Из Фонтенбло он двинулся в Лимож, ставший местом сбора недовольных. Большинство протестантов заявили о своей лояльности королю, так что в конечном счете в Лиможе было казнено лишь пятеро заговорщиков и чуть больше в Перигоре. После этого Генрих IV возвратился в Париж. Поскольку не удалось найти прямых улик против Буйона, король воздержался от принятия суровых мер в отношении него. Вероятнее всего, этих улик и не искали, опасаясь возмущения основной массы гугенотов, для которых герцог Буйон был отнюдь не предателем, а героем. И действительно, он не был авантюристом вроде д’Оверня. Он проявил себя отличным бойцом и не питал личной неприязни к Генриху IV. Истина состояла в том, что в новой системе абсолютистского централизма более не было места для вольнолюбивых устремлений знати.
Король и в этом случае прибегнул к своему обычному образу действий. Он направил к герцогу Буйону уполномоченных, дабы те предложили ему явиться ко двору и сдаться на милость короля. Герцог заявил, что и сам хотел бы прийти к полюбовному соглашению, однако у него имеются все основания не чувствовать себя в безопасности при дворе, учитывая, что Рони, не доверявший ему и завидовавший его популярности среди гугенотов, является его заклятым врагом. Переговоры провалились, поэтому Генрих IV решил двинуться против Буйона и, если получится, взять Седан.
Рони проявил все свои дарования в подготовке этого похода, и в знак признания его заслуг Генрих IV12 февраля 1606 года сделал его герцогом и пэром Франции. Герцог Сюлли, как он стал отныне именоваться, был счастлив, обретя новое достоинство, и на радостях закатил пир, достойный Гаргантюа. В марте король выступил в поход. Сюлли убеждал его в необходимости любой ценой разгромить Буйона и взять Седан, хотя тот и считался неприступной цитаделью. Вильруа, напротив, призывал к умеренности, ссылаясь на то, что попытка взятия Седана была бы сопряжена с длительной осадой, а это дало бы испанцам хорошую возможность вторгнуться в Пикардию, Савойе — в Прованс, а гугенотам и германским протестантам собраться и прийти на помощь Буйону.

———

Задание: Подхватите приведенный выше текст о противостоянии Генриха IV и герцога Буйона и продолжите его сразу после последнего предложения.

Сохранённые данные:
———

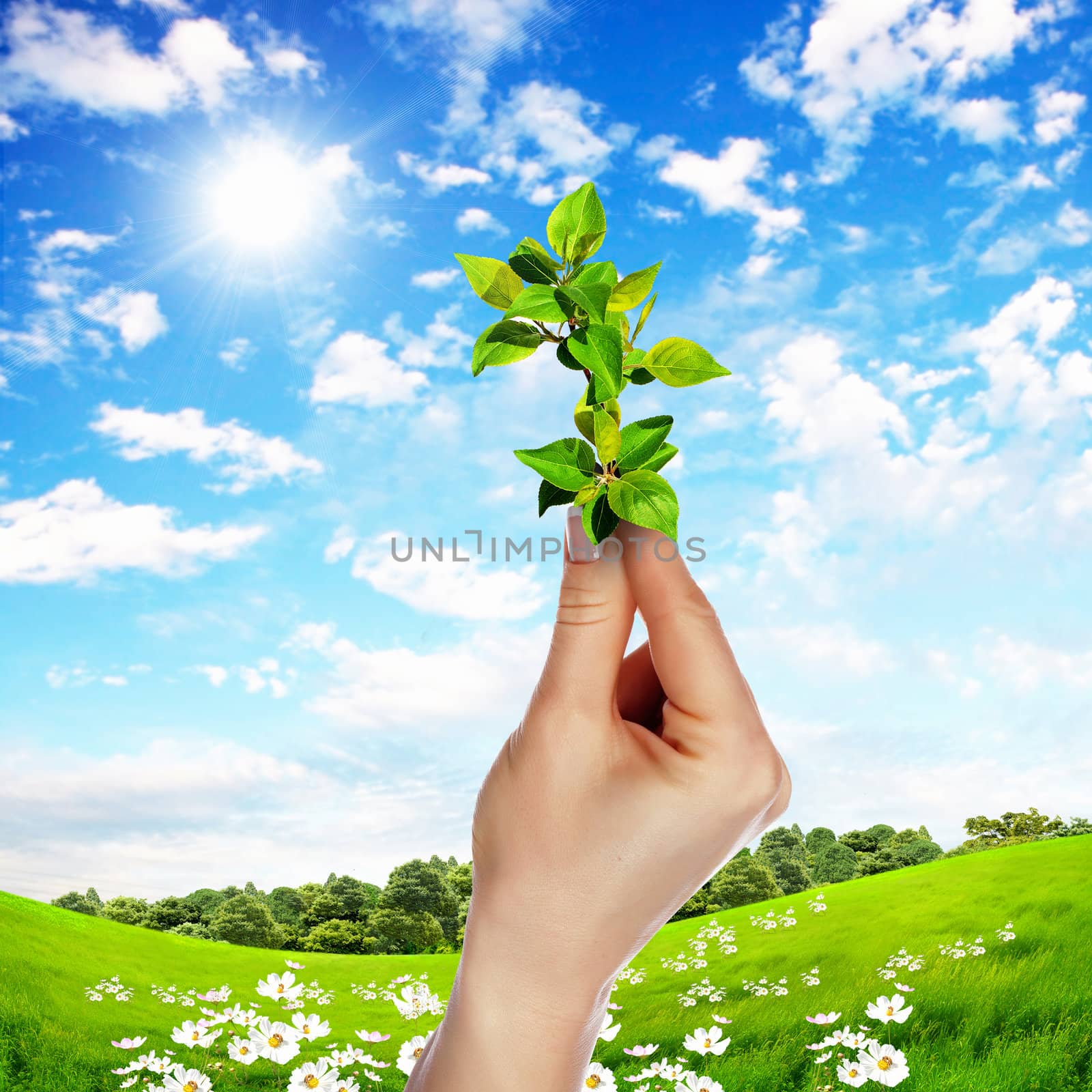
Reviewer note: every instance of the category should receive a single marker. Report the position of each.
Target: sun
(265, 200)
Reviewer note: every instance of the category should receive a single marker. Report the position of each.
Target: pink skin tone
(628, 784)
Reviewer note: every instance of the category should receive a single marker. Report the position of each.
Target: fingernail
(581, 549)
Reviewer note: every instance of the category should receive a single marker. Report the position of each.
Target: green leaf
(600, 521)
(597, 273)
(680, 363)
(551, 495)
(584, 415)
(607, 437)
(538, 302)
(640, 440)
(566, 463)
(633, 289)
(505, 342)
(577, 227)
(532, 262)
(591, 298)
(646, 311)
(644, 498)
(661, 459)
(586, 495)
(567, 358)
(599, 349)
(495, 282)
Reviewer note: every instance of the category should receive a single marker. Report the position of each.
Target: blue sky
(878, 218)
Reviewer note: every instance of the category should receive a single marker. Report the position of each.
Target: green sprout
(587, 305)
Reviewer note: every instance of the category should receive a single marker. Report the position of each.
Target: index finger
(691, 655)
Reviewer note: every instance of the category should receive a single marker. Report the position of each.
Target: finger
(640, 695)
(689, 651)
(594, 616)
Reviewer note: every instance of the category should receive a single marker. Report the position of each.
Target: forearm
(517, 1018)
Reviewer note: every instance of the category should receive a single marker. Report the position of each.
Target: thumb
(594, 616)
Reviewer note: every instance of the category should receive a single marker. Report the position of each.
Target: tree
(309, 893)
(397, 931)
(244, 920)
(74, 901)
(920, 851)
(171, 912)
(356, 897)
(818, 838)
(860, 841)
(1011, 826)
(287, 906)
(325, 908)
(904, 838)
(195, 930)
(784, 851)
(207, 900)
(699, 904)
(882, 833)
(126, 910)
(744, 880)
(461, 880)
(835, 864)
(339, 936)
(416, 888)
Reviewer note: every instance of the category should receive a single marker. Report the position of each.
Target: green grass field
(1015, 1019)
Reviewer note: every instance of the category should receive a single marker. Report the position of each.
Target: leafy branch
(582, 307)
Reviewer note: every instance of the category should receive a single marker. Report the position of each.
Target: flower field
(970, 973)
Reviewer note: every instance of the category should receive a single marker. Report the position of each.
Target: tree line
(423, 906)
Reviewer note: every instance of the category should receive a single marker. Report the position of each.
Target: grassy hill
(1015, 1019)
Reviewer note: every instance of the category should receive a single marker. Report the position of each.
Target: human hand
(629, 781)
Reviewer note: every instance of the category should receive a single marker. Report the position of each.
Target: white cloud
(216, 674)
(289, 63)
(829, 647)
(702, 93)
(440, 176)
(482, 30)
(134, 315)
(340, 546)
(1026, 665)
(478, 220)
(549, 140)
(70, 57)
(724, 184)
(10, 129)
(661, 213)
(1010, 349)
(435, 278)
(442, 345)
(826, 407)
(57, 808)
(76, 532)
(1017, 250)
(242, 457)
(489, 674)
(981, 120)
(236, 353)
(1057, 113)
(80, 675)
(356, 369)
(455, 589)
(909, 380)
(68, 242)
(857, 60)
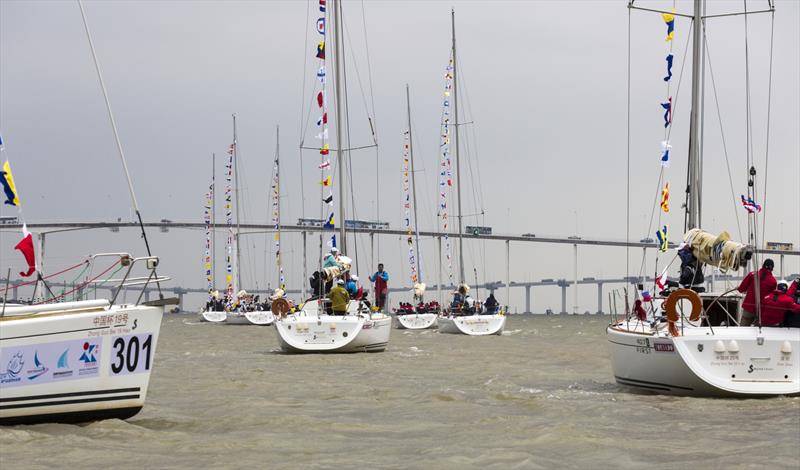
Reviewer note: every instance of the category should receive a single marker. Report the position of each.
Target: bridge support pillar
(599, 298)
(528, 299)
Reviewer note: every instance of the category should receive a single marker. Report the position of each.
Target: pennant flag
(750, 205)
(665, 147)
(665, 198)
(330, 223)
(667, 112)
(661, 281)
(25, 246)
(9, 188)
(669, 19)
(663, 241)
(669, 68)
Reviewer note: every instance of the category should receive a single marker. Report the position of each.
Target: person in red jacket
(775, 307)
(767, 284)
(381, 280)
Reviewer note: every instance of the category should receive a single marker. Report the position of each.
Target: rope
(80, 286)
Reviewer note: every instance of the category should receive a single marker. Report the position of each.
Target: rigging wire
(724, 141)
(628, 158)
(769, 113)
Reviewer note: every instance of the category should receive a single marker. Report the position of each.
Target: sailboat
(420, 315)
(236, 307)
(66, 359)
(703, 352)
(313, 328)
(461, 319)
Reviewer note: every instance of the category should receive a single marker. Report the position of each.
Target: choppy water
(540, 396)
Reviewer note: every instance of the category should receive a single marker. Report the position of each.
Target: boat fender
(671, 306)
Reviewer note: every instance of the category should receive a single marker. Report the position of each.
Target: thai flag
(667, 112)
(750, 205)
(669, 68)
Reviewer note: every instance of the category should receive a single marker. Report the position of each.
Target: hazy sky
(544, 85)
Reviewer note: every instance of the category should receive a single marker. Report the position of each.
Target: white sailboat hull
(704, 361)
(89, 362)
(311, 330)
(473, 325)
(416, 321)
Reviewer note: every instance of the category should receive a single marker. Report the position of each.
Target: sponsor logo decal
(62, 367)
(13, 368)
(664, 347)
(88, 358)
(38, 370)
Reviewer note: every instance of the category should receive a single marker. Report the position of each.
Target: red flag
(25, 246)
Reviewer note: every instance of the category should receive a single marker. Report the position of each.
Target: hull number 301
(131, 354)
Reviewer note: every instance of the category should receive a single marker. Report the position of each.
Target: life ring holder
(671, 307)
(280, 307)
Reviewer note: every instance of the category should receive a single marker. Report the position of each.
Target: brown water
(540, 396)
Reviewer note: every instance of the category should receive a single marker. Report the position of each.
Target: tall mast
(458, 165)
(278, 204)
(413, 186)
(213, 220)
(337, 61)
(238, 279)
(695, 156)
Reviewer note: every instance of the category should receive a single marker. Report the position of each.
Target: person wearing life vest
(381, 280)
(779, 309)
(339, 298)
(767, 285)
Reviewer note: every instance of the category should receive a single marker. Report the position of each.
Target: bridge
(44, 229)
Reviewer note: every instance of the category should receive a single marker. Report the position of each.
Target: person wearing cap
(766, 284)
(779, 308)
(339, 298)
(330, 259)
(381, 280)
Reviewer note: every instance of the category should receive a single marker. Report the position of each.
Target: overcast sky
(544, 87)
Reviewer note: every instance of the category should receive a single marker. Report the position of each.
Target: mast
(458, 165)
(337, 60)
(238, 279)
(413, 187)
(213, 220)
(695, 156)
(278, 260)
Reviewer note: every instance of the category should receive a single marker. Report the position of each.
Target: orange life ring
(280, 307)
(671, 306)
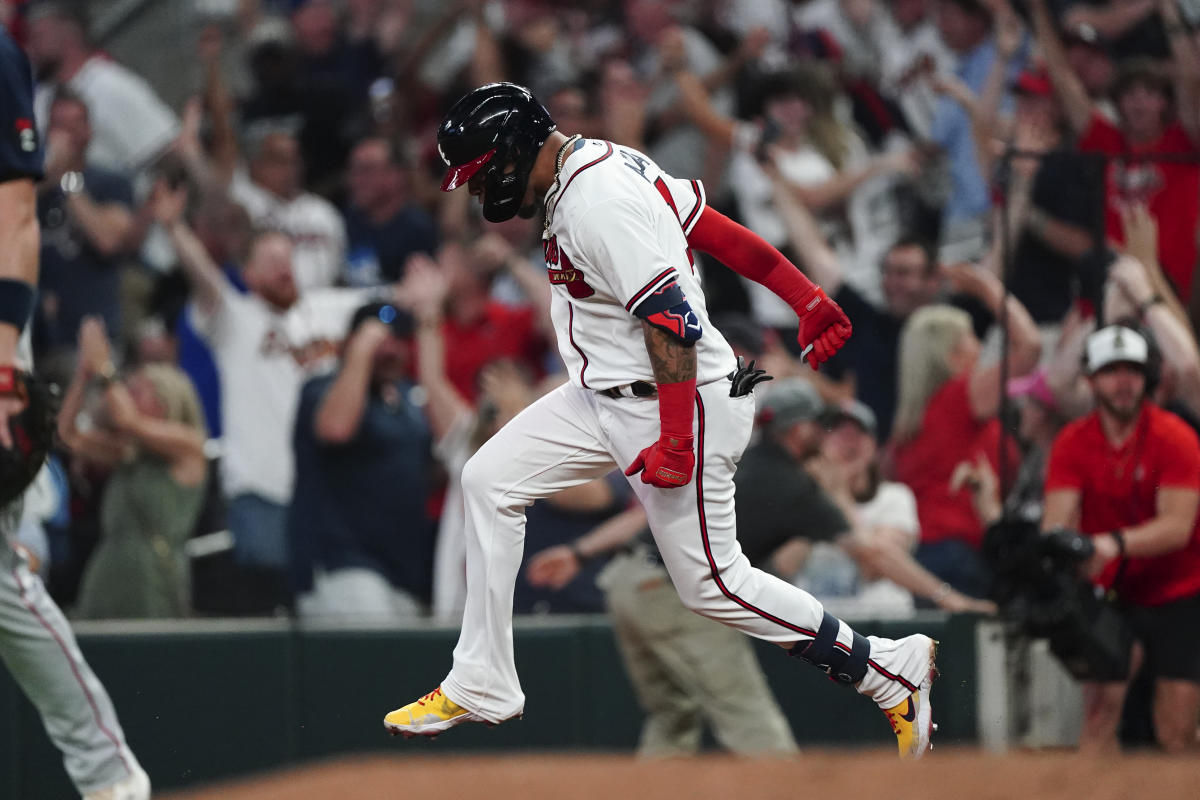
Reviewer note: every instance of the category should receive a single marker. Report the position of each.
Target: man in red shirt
(1155, 150)
(1128, 475)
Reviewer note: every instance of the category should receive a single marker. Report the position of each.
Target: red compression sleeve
(677, 408)
(749, 254)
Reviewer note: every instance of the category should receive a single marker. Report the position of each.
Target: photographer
(1128, 475)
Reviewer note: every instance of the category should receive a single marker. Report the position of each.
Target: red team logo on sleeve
(561, 270)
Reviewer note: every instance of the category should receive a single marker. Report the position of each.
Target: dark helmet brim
(459, 175)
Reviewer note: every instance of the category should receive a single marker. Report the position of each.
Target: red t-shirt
(1119, 488)
(1171, 191)
(949, 434)
(502, 332)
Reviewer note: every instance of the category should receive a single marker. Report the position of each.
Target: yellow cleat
(912, 721)
(427, 716)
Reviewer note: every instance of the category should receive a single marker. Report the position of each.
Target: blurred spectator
(1055, 206)
(1133, 26)
(273, 192)
(875, 563)
(131, 126)
(1051, 193)
(87, 220)
(655, 633)
(784, 512)
(503, 391)
(223, 228)
(383, 226)
(912, 48)
(318, 113)
(149, 431)
(819, 158)
(1090, 56)
(1128, 475)
(1147, 149)
(867, 366)
(265, 342)
(966, 29)
(328, 56)
(483, 330)
(946, 413)
(1138, 294)
(361, 542)
(660, 44)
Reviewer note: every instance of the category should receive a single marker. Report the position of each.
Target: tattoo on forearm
(670, 358)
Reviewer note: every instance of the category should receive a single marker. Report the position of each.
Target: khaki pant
(688, 669)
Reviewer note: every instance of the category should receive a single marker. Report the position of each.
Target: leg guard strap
(823, 653)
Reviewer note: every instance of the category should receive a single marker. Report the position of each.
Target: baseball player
(646, 368)
(35, 639)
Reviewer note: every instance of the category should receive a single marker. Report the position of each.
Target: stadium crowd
(280, 343)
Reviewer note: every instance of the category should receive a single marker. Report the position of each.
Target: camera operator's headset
(1153, 366)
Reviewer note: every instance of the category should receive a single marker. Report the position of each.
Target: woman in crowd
(148, 432)
(946, 413)
(871, 569)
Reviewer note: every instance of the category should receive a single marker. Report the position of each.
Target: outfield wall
(217, 698)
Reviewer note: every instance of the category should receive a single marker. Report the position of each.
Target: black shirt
(21, 149)
(1068, 187)
(870, 354)
(778, 500)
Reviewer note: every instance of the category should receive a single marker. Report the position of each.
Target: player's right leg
(695, 530)
(552, 445)
(41, 653)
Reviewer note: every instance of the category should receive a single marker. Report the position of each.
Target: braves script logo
(561, 270)
(27, 134)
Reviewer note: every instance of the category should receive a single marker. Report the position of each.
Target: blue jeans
(259, 530)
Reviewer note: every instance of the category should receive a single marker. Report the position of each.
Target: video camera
(1038, 587)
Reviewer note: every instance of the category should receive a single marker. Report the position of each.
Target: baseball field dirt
(949, 775)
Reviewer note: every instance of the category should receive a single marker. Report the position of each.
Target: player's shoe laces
(912, 720)
(135, 787)
(427, 716)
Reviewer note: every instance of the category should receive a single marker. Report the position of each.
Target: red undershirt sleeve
(750, 256)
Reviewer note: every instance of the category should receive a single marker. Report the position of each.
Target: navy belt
(636, 389)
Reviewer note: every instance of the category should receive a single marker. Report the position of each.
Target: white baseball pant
(573, 435)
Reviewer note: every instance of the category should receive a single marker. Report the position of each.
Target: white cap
(1115, 344)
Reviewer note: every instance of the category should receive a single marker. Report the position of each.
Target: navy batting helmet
(490, 128)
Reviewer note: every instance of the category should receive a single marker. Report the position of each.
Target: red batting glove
(823, 325)
(667, 463)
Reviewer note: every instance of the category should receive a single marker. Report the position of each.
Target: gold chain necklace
(558, 169)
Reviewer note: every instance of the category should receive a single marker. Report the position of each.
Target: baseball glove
(31, 429)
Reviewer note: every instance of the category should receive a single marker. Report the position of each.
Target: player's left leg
(552, 445)
(1168, 633)
(41, 653)
(696, 534)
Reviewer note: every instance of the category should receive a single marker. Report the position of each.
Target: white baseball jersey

———

Ответ ниже:
После непродолжительных дебатов было решено вступить в переговоры с Буйоном, который и сам не противился достижению соглашения. По условиям подписанного договора Седан получал королевского губернатора и королевский гарнизон, а его обитатели должны были принести присягу на верность Генриху IV. Таковы были официально объявленные условия, тогда как секретные статьи предусматривали, что король незамедлительно покинет город, а по истечении некоторого времени будет выведен из него и королевский гарнизон. Эти условия были неукоснительно исполнены. К концу апреля Генрих возвратился в Париж, а вскоре за ним последовал и Буйон, встретивший в столице весьма любезный прием. Он совершенно примирился с королем, однако не простил Сюлли, и когда в сентябре 1606 года его пригласили в Фонтенбло на крестины четырехлетнего дофина, он отказался, поскольку его сопернику отводилось на церемонии более почетное место. Однако этот демарш Буйона не испортил отношения к нему Генриха IV, ценившего лояльное отношение герцога. В начале 1607 года он вывел свой гарнизон из Седана и восстановил Буйона в должности губернатора.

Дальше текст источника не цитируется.